▶ [PROVIDED MATERIAL]

══════════════════════════════

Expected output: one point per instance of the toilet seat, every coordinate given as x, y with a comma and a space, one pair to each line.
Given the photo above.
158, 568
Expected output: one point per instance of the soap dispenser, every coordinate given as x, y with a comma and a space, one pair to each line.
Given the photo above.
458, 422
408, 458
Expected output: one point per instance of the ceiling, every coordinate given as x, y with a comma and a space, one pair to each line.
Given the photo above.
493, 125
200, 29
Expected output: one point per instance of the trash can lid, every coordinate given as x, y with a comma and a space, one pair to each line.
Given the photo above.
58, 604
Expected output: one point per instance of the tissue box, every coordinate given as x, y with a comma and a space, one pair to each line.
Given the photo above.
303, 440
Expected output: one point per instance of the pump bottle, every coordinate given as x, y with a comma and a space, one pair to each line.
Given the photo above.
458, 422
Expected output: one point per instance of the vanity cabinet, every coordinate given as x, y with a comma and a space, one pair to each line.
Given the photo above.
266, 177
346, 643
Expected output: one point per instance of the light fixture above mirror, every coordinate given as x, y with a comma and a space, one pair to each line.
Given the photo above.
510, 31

══════════════════════════════

Reproduce every item above word for word, keeping each coordinate pair on its own line.

Expected output: one point per instance of the toilet seat, every coordinate given as x, y with a comma and a space, one pair to each line.
Given the photo above.
158, 568
Expected output: one point per instance of the soap dispenser, every coordinate given as x, y with a comma and a space, one pair to each line.
Given the photo above.
458, 422
408, 458
Expected output: one point per instance of the ceiling, every coordinate given as x, y with a comma and a space, one pair to each line.
Given the photo above.
493, 125
200, 29
Expected output: one point per instance of the trash can lid, every coordinate given as x, y with a comma and a space, one pair to each line.
Given the photo above.
58, 604
Expected output: one point per instance of the tissue box, every coordinate given as x, y with a comma and a space, one pair to each line.
Given the photo above.
303, 440
Expected output: one point per instance of the pump bottle, every coordinate given as x, y with a comma and a space, one pair to each line.
Given the photo above.
458, 422
Expected output: one point per instance of the vanity cabinet, every coordinate given as x, y with a comma and a space, one pair to each line.
Given the photo above.
266, 177
346, 643
Expected output: one point per instance of the light fixture above mirror, every coordinate given as x, y with a comma and a space, one pair to each line.
Given the photo above.
510, 31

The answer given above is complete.